Copy all records verbatim, images excluded.

Stored records
......

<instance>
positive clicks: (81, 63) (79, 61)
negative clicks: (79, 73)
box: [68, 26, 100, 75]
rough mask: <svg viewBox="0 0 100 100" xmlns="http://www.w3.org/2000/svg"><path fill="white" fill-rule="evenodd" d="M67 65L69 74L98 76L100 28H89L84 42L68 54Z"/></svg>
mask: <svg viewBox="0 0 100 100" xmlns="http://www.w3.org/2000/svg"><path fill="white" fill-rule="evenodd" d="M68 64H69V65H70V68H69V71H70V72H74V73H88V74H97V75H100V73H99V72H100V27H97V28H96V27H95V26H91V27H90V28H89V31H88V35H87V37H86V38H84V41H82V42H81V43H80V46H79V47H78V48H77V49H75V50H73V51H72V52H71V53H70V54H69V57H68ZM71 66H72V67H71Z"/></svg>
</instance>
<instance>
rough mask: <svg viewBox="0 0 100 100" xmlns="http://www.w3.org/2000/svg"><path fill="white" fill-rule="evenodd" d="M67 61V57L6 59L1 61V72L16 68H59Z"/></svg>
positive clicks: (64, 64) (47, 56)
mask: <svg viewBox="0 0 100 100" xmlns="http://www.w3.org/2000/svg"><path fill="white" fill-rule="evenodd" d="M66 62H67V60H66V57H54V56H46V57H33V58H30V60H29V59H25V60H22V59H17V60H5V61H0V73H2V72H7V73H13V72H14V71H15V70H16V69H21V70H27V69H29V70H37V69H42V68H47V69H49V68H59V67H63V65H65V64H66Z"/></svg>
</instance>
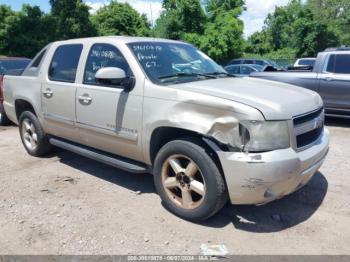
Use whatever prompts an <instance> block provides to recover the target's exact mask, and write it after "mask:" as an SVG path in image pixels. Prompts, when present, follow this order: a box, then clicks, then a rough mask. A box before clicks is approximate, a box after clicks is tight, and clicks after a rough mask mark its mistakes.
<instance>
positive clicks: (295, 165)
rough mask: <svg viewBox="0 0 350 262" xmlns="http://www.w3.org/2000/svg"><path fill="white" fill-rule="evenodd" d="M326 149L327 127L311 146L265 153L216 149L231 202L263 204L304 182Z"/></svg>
mask: <svg viewBox="0 0 350 262" xmlns="http://www.w3.org/2000/svg"><path fill="white" fill-rule="evenodd" d="M328 150H329V133H328V131H327V129H325V130H324V132H323V134H322V135H321V137H320V138H319V140H318V141H317V143H315V144H314V145H313V146H312V147H310V148H308V149H307V150H304V151H301V152H296V151H295V150H294V149H293V148H288V149H283V150H276V151H271V152H266V153H234V152H222V151H218V152H217V154H218V156H219V159H220V162H221V165H222V168H223V171H224V175H225V179H226V183H227V187H228V192H229V197H230V200H231V203H232V204H265V203H268V202H270V201H273V200H275V199H279V198H281V197H283V196H285V195H288V194H291V193H293V192H294V191H296V190H297V189H299V188H301V187H302V186H304V185H305V184H306V183H307V182H309V180H310V179H311V178H312V177H313V175H314V174H315V173H316V172H317V171H318V169H319V168H320V167H321V165H322V164H323V162H324V160H325V158H326V155H327V153H328Z"/></svg>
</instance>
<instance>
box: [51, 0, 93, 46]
mask: <svg viewBox="0 0 350 262" xmlns="http://www.w3.org/2000/svg"><path fill="white" fill-rule="evenodd" d="M50 4H51V15H52V16H53V18H54V19H55V21H56V34H57V35H56V38H57V39H61V40H62V39H70V38H79V37H89V36H95V35H96V30H95V28H94V26H93V25H92V23H91V21H90V19H89V15H90V14H89V7H88V6H87V5H86V4H85V3H84V2H83V1H82V0H50Z"/></svg>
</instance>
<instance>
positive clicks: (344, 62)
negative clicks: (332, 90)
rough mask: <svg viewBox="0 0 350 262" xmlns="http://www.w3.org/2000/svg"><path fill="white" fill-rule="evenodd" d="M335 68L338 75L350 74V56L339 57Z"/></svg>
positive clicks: (335, 62) (334, 68)
mask: <svg viewBox="0 0 350 262" xmlns="http://www.w3.org/2000/svg"><path fill="white" fill-rule="evenodd" d="M334 67H335V68H334V72H335V73H336V74H350V55H337V56H336V58H335V66H334Z"/></svg>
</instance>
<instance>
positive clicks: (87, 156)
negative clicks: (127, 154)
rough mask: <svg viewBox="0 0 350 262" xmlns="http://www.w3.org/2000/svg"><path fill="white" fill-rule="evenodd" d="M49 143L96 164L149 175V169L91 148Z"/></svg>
mask: <svg viewBox="0 0 350 262" xmlns="http://www.w3.org/2000/svg"><path fill="white" fill-rule="evenodd" d="M49 141H50V144H52V145H54V146H57V147H60V148H63V149H65V150H68V151H71V152H73V153H76V154H78V155H81V156H84V157H87V158H90V159H93V160H96V161H98V162H101V163H104V164H107V165H110V166H113V167H116V168H119V169H122V170H125V171H128V172H132V173H150V169H149V168H148V167H147V166H146V165H144V164H141V163H138V162H136V161H133V160H129V159H127V158H124V157H120V156H116V155H112V154H109V153H105V152H102V151H99V150H96V149H93V148H89V147H85V146H82V145H78V144H76V143H73V142H69V141H66V140H61V139H57V138H50V139H49Z"/></svg>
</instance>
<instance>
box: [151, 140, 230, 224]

......

> _Your response_:
<instance>
positive clicks: (81, 63) (79, 61)
negative clicks: (79, 73)
box: [68, 26, 100, 75]
rough mask: <svg viewBox="0 0 100 100" xmlns="http://www.w3.org/2000/svg"><path fill="white" fill-rule="evenodd" d="M67 65L69 74L98 76L100 28H89L84 42L68 54Z"/></svg>
mask: <svg viewBox="0 0 100 100" xmlns="http://www.w3.org/2000/svg"><path fill="white" fill-rule="evenodd" d="M68 64H69V65H70V68H69V71H70V72H74V73H88V74H97V75H100V73H99V72H100V27H97V28H96V27H95V26H91V27H90V28H89V31H88V35H87V37H86V38H84V41H82V42H81V43H80V46H79V47H78V48H77V49H75V50H73V51H72V52H71V53H70V54H69V57H68ZM71 66H72V67H71Z"/></svg>
</instance>
<instance>
rough mask: <svg viewBox="0 0 100 100" xmlns="http://www.w3.org/2000/svg"><path fill="white" fill-rule="evenodd" d="M67 61V57L6 59L1 61V72L16 68H59Z"/></svg>
positive clicks: (64, 64) (47, 56)
mask: <svg viewBox="0 0 100 100" xmlns="http://www.w3.org/2000/svg"><path fill="white" fill-rule="evenodd" d="M66 62H67V60H66V57H54V56H46V57H33V58H30V60H29V59H25V60H22V59H17V60H5V61H0V73H2V72H7V73H13V72H14V71H15V70H16V69H21V70H27V69H29V70H37V69H42V68H47V69H49V68H59V67H63V65H65V64H66Z"/></svg>
</instance>
Use whatever prompts an <instance> block provides to recover the target's exact mask, and write it after "mask:" as an SVG path in image pixels. Prompts, when present, follow this order: a box, then clicks, then a rough mask. A box before clicks is approximate, a box after clicks is tight, and clicks after a rough mask mark its mistakes.
<instance>
positive clicks: (295, 165)
rough mask: <svg viewBox="0 0 350 262" xmlns="http://www.w3.org/2000/svg"><path fill="white" fill-rule="evenodd" d="M326 149L327 127L311 146L265 153L216 149L231 202L263 204L304 182Z"/></svg>
mask: <svg viewBox="0 0 350 262" xmlns="http://www.w3.org/2000/svg"><path fill="white" fill-rule="evenodd" d="M328 150H329V133H328V131H327V129H325V130H324V132H323V134H322V135H321V137H320V138H319V140H318V141H317V143H315V144H314V145H313V146H312V147H310V148H308V149H307V150H304V151H301V152H296V151H295V150H294V149H293V148H288V149H283V150H276V151H271V152H266V153H234V152H222V151H218V152H217V154H218V156H219V159H220V162H221V165H222V168H223V171H224V175H225V179H226V183H227V187H228V192H229V197H230V200H231V203H232V204H265V203H268V202H270V201H273V200H275V199H279V198H281V197H283V196H285V195H288V194H291V193H293V192H294V191H296V190H297V189H299V188H301V187H302V186H304V185H305V184H306V183H307V182H309V180H310V179H311V178H312V177H313V175H314V174H315V173H316V172H317V171H318V169H319V168H320V167H321V165H322V164H323V162H324V160H325V158H326V155H327V153H328Z"/></svg>
</instance>
<instance>
box: [51, 0, 93, 46]
mask: <svg viewBox="0 0 350 262" xmlns="http://www.w3.org/2000/svg"><path fill="white" fill-rule="evenodd" d="M50 4H51V15H52V16H53V18H54V19H55V21H56V34H57V35H56V38H57V39H61V40H62V39H70V38H79V37H89V36H95V35H96V30H95V28H94V26H93V25H92V23H91V21H90V19H89V15H90V14H89V7H88V6H87V5H86V4H85V3H84V2H83V1H82V0H50Z"/></svg>
</instance>
<instance>
positive clicks: (344, 62)
negative clicks: (332, 90)
rough mask: <svg viewBox="0 0 350 262" xmlns="http://www.w3.org/2000/svg"><path fill="white" fill-rule="evenodd" d="M335 68L338 75L350 74V56L339 57Z"/></svg>
positive clicks: (335, 62) (334, 68)
mask: <svg viewBox="0 0 350 262" xmlns="http://www.w3.org/2000/svg"><path fill="white" fill-rule="evenodd" d="M334 67H335V68H334V72H335V73H336V74H350V55H337V56H336V58H335V66H334Z"/></svg>
</instance>
<instance>
positive clicks: (87, 156)
negative clicks: (127, 154)
rough mask: <svg viewBox="0 0 350 262" xmlns="http://www.w3.org/2000/svg"><path fill="white" fill-rule="evenodd" d="M49 143L96 164L149 175V169L91 148Z"/></svg>
mask: <svg viewBox="0 0 350 262" xmlns="http://www.w3.org/2000/svg"><path fill="white" fill-rule="evenodd" d="M49 141H50V144H52V145H54V146H57V147H60V148H63V149H65V150H68V151H71V152H73V153H76V154H78V155H81V156H84V157H87V158H90V159H93V160H96V161H98V162H101V163H104V164H107V165H110V166H113V167H116V168H119V169H122V170H125V171H128V172H132V173H150V169H149V168H148V167H147V166H146V165H144V164H141V163H138V162H136V161H133V160H129V159H127V158H124V157H120V156H116V155H112V154H109V153H105V152H102V151H99V150H96V149H93V148H89V147H85V146H82V145H78V144H76V143H73V142H69V141H66V140H61V139H57V138H50V139H49Z"/></svg>
</instance>
<instance>
box: [151, 140, 230, 224]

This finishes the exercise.